> [Material provided]

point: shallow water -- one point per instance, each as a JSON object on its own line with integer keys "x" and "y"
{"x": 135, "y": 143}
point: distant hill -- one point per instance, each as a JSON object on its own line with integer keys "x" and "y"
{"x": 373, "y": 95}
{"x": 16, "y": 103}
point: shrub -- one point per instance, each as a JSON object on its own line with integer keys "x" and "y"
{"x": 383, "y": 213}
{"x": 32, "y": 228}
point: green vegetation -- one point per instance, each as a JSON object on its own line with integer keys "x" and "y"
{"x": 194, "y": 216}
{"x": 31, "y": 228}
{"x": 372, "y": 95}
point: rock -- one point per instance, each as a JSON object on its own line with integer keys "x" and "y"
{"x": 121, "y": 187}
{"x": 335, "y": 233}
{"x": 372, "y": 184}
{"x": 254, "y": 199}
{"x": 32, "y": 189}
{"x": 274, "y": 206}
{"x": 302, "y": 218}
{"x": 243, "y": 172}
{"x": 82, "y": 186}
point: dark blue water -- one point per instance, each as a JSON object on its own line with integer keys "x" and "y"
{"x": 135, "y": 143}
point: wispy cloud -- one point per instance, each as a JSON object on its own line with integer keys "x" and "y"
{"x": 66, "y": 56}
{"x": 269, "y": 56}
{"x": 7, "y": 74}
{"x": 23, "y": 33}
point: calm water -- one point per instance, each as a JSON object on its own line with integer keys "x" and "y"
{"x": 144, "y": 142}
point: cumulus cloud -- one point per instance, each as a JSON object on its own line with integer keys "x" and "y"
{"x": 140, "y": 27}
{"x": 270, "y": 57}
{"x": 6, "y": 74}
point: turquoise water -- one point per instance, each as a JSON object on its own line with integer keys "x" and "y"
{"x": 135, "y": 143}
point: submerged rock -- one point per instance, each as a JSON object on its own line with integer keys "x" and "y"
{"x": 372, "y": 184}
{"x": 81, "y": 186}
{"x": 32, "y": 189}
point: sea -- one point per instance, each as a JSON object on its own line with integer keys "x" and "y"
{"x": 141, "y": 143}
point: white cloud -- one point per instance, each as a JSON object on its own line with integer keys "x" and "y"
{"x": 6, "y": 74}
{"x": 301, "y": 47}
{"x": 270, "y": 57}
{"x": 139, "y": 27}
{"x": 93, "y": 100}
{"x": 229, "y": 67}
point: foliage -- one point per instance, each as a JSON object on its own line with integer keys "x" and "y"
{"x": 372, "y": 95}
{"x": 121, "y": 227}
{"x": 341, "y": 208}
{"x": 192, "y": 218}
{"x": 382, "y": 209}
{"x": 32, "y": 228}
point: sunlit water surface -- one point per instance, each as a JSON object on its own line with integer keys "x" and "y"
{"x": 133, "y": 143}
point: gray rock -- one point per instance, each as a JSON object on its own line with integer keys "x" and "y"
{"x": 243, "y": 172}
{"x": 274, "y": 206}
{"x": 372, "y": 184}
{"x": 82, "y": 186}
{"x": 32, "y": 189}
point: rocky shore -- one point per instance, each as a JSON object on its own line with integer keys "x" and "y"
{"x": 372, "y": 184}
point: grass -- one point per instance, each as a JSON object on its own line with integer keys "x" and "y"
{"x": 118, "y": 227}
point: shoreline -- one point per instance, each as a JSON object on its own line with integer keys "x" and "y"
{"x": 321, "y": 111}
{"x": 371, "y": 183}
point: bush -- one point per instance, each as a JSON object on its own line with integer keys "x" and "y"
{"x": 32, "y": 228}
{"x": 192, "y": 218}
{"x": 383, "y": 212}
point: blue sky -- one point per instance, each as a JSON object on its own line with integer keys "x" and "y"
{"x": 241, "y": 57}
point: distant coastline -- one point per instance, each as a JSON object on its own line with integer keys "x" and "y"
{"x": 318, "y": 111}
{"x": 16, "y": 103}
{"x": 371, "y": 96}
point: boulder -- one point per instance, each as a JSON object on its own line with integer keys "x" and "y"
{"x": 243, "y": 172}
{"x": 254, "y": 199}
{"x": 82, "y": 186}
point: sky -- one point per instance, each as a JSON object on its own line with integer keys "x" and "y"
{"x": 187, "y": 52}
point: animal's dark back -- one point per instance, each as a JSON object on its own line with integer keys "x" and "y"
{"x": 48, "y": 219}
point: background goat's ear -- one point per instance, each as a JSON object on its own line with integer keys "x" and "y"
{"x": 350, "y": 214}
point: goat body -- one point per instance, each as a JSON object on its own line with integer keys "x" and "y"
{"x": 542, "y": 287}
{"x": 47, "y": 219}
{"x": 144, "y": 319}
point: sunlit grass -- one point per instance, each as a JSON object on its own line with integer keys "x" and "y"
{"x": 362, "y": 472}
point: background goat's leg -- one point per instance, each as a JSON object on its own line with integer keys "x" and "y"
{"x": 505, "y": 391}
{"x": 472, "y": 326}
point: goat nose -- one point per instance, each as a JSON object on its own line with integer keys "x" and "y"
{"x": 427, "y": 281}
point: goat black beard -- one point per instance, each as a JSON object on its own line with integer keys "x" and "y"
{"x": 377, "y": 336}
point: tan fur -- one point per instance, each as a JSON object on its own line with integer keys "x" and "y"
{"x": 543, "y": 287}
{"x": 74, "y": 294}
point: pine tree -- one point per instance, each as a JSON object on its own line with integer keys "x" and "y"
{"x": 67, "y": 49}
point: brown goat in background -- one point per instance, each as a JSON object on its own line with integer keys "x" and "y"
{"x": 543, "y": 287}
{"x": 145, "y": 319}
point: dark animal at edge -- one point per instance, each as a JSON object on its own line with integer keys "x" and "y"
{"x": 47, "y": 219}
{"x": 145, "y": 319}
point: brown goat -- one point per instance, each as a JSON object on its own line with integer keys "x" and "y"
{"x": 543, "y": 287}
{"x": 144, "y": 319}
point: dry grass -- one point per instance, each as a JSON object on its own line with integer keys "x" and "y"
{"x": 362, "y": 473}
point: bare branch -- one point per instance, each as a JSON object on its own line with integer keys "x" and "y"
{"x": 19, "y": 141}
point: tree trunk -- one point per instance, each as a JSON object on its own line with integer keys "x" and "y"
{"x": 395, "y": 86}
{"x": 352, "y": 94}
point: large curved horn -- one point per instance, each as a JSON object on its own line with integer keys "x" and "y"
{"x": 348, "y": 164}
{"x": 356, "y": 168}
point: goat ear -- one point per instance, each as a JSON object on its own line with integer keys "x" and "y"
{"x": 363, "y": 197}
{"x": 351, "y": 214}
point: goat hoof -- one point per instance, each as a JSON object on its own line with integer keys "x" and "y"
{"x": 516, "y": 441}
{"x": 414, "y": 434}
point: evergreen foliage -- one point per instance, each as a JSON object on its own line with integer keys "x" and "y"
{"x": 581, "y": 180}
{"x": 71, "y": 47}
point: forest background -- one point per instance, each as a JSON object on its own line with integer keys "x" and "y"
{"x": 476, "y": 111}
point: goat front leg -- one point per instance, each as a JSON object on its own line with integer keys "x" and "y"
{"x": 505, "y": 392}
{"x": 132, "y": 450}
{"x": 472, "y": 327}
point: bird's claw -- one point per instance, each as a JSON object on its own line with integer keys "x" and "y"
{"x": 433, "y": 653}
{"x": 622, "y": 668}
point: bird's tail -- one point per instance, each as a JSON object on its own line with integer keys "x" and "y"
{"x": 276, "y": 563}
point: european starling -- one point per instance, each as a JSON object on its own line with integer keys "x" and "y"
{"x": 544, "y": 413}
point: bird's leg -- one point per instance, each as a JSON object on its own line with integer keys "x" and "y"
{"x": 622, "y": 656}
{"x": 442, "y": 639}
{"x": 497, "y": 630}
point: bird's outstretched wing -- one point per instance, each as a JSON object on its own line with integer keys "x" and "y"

> [Task] Reproduce the material above, every line of it, exactly.

> [Task output]
point: shallow water -- one point per instance, each as a JSON object on its own line with integer keys "x" and "y"
{"x": 135, "y": 143}
point: distant hill -- one point per instance, each as a JSON object on its own line with integer keys "x" and "y"
{"x": 373, "y": 95}
{"x": 16, "y": 103}
point: shrub -- one point per instance, each as a JSON object on its own line with integer keys "x" and "y"
{"x": 383, "y": 213}
{"x": 32, "y": 228}
point: green vegetation -- one point per instance, each as a JSON object on its own line with integer keys "x" and "y"
{"x": 194, "y": 216}
{"x": 31, "y": 228}
{"x": 372, "y": 95}
point: rock -- one point per instance, each as a JSON object on its own line with integer keys "x" and "y"
{"x": 121, "y": 187}
{"x": 335, "y": 233}
{"x": 372, "y": 184}
{"x": 254, "y": 199}
{"x": 32, "y": 189}
{"x": 274, "y": 206}
{"x": 302, "y": 218}
{"x": 243, "y": 172}
{"x": 82, "y": 186}
point: dark blue water -- one point per instance, each as a JSON object on its own line with integer keys "x" and "y"
{"x": 135, "y": 143}
point: wispy cloud -- one point per instance, each as a JSON object on its own line with integer keys "x" and "y"
{"x": 66, "y": 56}
{"x": 269, "y": 56}
{"x": 7, "y": 74}
{"x": 23, "y": 33}
point: calm water -- one point per instance, each as a JSON object on its own line with integer keys "x" and "y"
{"x": 144, "y": 142}
point: cumulus cloud -- one point per instance, each as a JSON object on its own line with integer keys "x" and "y"
{"x": 140, "y": 27}
{"x": 270, "y": 57}
{"x": 6, "y": 74}
point: turquoise water -- one point per instance, each as a JSON object on its own line with integer keys "x" and "y"
{"x": 135, "y": 143}
point: submerged rock -- one point per instance, each as a JSON object on its own line with integer keys "x" and "y"
{"x": 372, "y": 184}
{"x": 81, "y": 186}
{"x": 32, "y": 189}
point: sea -- one point per instance, each as a JSON object on its own line with integer keys "x" and "y"
{"x": 141, "y": 143}
point: white cloud -- one point per instance, each as a JSON object on its own line with integer keys "x" and "y"
{"x": 6, "y": 74}
{"x": 301, "y": 47}
{"x": 270, "y": 57}
{"x": 139, "y": 27}
{"x": 93, "y": 100}
{"x": 229, "y": 67}
point: foliage -- one point per instance, each as a JSON object on its own line with integer keys "x" and "y"
{"x": 372, "y": 95}
{"x": 121, "y": 227}
{"x": 341, "y": 208}
{"x": 192, "y": 218}
{"x": 382, "y": 209}
{"x": 32, "y": 228}
point: sunlit water surface -- one point per instance, each as a JSON object on its own line with integer keys "x" and "y"
{"x": 133, "y": 143}
point: gray rock -- one point per instance, each as a JSON object on its own line with integer keys "x" and "y"
{"x": 243, "y": 172}
{"x": 274, "y": 206}
{"x": 372, "y": 184}
{"x": 82, "y": 186}
{"x": 32, "y": 189}
point: rocky shore -- one point per instance, each as a JSON object on its own line with integer keys "x" and "y"
{"x": 372, "y": 184}
point: grass -- one point per instance, each as a JSON object on its own line with integer keys "x" and "y"
{"x": 118, "y": 227}
point: shoreline -- one point per instance, each as a JSON object on its own line with integer keys "x" and "y"
{"x": 321, "y": 111}
{"x": 371, "y": 183}
point: bush -- one point per instance, each as a JSON object on its own line with integer keys "x" and "y"
{"x": 32, "y": 228}
{"x": 192, "y": 218}
{"x": 383, "y": 212}
point: blue sky -- one point per instance, each as a JSON object on its own line with integer keys "x" and "y"
{"x": 241, "y": 57}
point: distant coastline -- one point per instance, each as a JSON object on its own line with integer keys "x" and "y"
{"x": 318, "y": 111}
{"x": 16, "y": 103}
{"x": 371, "y": 96}
point: boulder -- one point per instance, each as a JSON object on its own line with integer keys "x" and "y"
{"x": 243, "y": 172}
{"x": 254, "y": 199}
{"x": 82, "y": 186}
point: sky -- one point per instance, each as a JSON object on its own line with integer keys "x" and "y"
{"x": 187, "y": 52}
point: animal's dark back -- one point per instance, each as a JSON object on its own line with integer keys "x" and "y"
{"x": 48, "y": 219}
point: background goat's ear -- one point per instance, each as a JSON object on its own line with integer keys "x" and "y"
{"x": 350, "y": 214}
point: goat body -- one point per instance, each as a JSON object on its own line with integer keys "x" and "y"
{"x": 542, "y": 287}
{"x": 47, "y": 219}
{"x": 144, "y": 319}
point: sunlit grass -- one point per instance, each as a JSON object on its own line with integer keys "x" and "y"
{"x": 362, "y": 472}
point: background goat's leg -- one point per instance, each as a JSON object on its own line with integer keys "x" and "y"
{"x": 505, "y": 391}
{"x": 472, "y": 326}
point: goat nose -- one point per instance, each as a JSON object on its own line with integer keys "x" and "y"
{"x": 427, "y": 281}
point: goat black beard -- one point per instance, each as a JSON object on its own line with integer keys "x" and "y"
{"x": 377, "y": 336}
point: tan fur -- one point per instance, each as a JSON object on its own line with integer keys "x" and "y"
{"x": 543, "y": 287}
{"x": 74, "y": 294}
point: pine tree -- one point per instance, each as a JSON object on its own line with integer keys "x" and "y"
{"x": 67, "y": 49}
point: brown goat in background -- one point per instance, each as a JSON object on its own line with integer keys "x" and "y"
{"x": 543, "y": 287}
{"x": 145, "y": 319}
point: dark animal at edge -- one point per instance, each as a JSON object on its own line with integer keys "x" and "y"
{"x": 47, "y": 219}
{"x": 145, "y": 319}
point: brown goat -- one point per instance, each as a JSON object on its own line with integer keys "x" and "y"
{"x": 543, "y": 287}
{"x": 144, "y": 319}
point: dry grass -- one point per instance, each as a JSON object on its own line with integer keys "x" and "y"
{"x": 362, "y": 473}
point: bare branch -- one point per instance, each as a JSON object on its own line with integer keys "x" and "y"
{"x": 19, "y": 141}
point: tree trunk -- one point per instance, each as a JSON object on its own line with integer keys "x" and "y"
{"x": 395, "y": 86}
{"x": 352, "y": 94}
point: large curved horn -- one point per instance, each as a JSON object on its own line with integer keys "x" and "y"
{"x": 348, "y": 164}
{"x": 356, "y": 168}
point: goat ear -- one point per instance, each as a JSON object on its own line with integer keys "x" and "y"
{"x": 363, "y": 197}
{"x": 351, "y": 214}
point: goat hoof -- one point per instance, each as a JSON object on its own line with integer keys "x" and "y"
{"x": 516, "y": 441}
{"x": 414, "y": 434}
point: evergreen foliage -- one point per instance, each as a JSON object on its own line with integer keys "x" and "y"
{"x": 581, "y": 180}
{"x": 71, "y": 47}
point: forest background -- one point per instance, each as a JSON object on its own line with integer keys "x" and "y"
{"x": 476, "y": 111}
point: goat front leg -- one point per instance, each as a JSON object on its own line with integer keys "x" and "y"
{"x": 505, "y": 392}
{"x": 132, "y": 450}
{"x": 472, "y": 327}
point: bird's claw -- one point per instance, each as a JSON object on its own line with integer keys "x" and "y"
{"x": 433, "y": 653}
{"x": 622, "y": 668}
point: bird's tail -- one point per instance, each as a JSON object on its own line with integer keys "x" and "y"
{"x": 276, "y": 563}
point: european starling -- one point per instance, each as a JSON object on its own line with integer keys "x" and "y"
{"x": 544, "y": 413}
point: bird's leg -- one point per instance, each as a JSON object on its own line with integer keys "x" and "y"
{"x": 622, "y": 656}
{"x": 442, "y": 639}
{"x": 497, "y": 630}
point: bird's outstretched wing -- one point per instance, each as a JSON object on its own line with integer keys "x" and "y"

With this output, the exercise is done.